→ Materials provided
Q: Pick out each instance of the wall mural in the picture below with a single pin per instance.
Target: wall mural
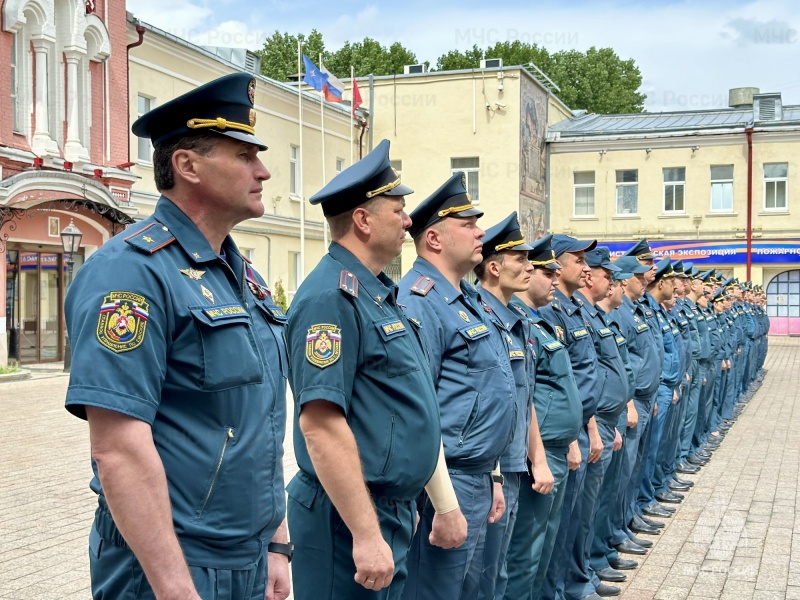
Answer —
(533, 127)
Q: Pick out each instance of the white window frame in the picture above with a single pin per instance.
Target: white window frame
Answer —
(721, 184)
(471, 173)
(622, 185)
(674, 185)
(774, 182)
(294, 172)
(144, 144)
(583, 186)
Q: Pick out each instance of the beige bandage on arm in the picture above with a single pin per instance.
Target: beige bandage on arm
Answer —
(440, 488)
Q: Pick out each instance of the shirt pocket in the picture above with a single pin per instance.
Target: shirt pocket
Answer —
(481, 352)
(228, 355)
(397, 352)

* * *

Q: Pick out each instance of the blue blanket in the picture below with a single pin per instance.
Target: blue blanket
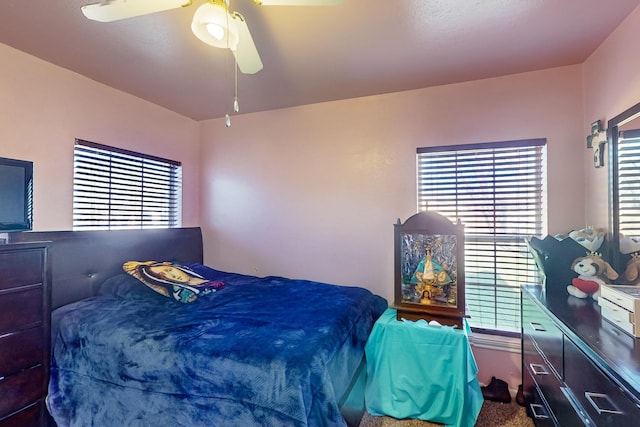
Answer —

→ What to work on
From the rows above, copy every line that contains the string "mural". Treat uppercase and lowercase as different.

→ Correct answer
Q: Pick out each instance of the wall mural in the picture below with a single pin per instance.
Target: wall mural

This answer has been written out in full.